▸ **YOUR OBJECTIVE**
Copy out word for word every line from the first line of the data through the line that contains "[[71, 138], [95, 105], [88, 78], [52, 83], [34, 113]]", including both of those lines.

(Outline annotation records)
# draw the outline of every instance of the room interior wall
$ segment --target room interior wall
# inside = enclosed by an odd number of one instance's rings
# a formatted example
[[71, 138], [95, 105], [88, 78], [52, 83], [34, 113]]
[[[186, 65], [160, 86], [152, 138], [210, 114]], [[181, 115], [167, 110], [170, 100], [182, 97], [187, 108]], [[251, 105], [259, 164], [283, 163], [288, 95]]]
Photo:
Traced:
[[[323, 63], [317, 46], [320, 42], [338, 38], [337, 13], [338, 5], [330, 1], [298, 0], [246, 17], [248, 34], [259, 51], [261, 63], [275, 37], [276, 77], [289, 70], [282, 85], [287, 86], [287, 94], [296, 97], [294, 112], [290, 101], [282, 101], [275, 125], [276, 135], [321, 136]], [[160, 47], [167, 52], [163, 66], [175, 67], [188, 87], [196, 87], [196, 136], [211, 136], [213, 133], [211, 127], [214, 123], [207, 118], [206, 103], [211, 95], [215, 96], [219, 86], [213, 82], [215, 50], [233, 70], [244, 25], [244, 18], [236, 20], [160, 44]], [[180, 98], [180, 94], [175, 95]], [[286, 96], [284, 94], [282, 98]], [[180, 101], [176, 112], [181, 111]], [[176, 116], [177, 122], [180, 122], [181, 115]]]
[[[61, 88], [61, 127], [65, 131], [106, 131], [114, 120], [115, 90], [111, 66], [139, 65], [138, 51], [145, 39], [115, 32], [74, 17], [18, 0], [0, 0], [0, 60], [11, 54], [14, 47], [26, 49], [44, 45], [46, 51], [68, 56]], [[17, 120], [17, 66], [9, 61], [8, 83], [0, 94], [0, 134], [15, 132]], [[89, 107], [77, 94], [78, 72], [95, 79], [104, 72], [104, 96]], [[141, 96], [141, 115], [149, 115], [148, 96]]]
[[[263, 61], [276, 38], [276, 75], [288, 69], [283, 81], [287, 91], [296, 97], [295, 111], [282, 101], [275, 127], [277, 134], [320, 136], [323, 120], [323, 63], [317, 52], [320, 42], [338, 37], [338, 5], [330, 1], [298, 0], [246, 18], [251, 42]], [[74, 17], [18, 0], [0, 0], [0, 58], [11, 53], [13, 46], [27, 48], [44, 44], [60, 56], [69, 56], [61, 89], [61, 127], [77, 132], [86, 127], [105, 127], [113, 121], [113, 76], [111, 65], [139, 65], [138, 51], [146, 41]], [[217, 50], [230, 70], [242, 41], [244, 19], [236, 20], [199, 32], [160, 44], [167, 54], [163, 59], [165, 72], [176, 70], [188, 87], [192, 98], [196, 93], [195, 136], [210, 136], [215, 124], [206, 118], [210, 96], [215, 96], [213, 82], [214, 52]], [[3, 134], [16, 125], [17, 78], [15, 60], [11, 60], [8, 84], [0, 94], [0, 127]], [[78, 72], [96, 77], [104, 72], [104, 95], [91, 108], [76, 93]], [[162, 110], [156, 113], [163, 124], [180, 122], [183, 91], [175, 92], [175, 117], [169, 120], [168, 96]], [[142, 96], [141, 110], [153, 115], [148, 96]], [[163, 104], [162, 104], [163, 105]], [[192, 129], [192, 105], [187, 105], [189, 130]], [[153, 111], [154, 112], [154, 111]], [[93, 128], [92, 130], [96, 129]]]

▸ **THE REPLY**
# draw the outline of every instance of the room interior wall
$ segment --target room interior wall
# inside = enclosed by an odd number of one instance's rings
# a formatted example
[[71, 138], [95, 105], [88, 78], [52, 83], [34, 113]]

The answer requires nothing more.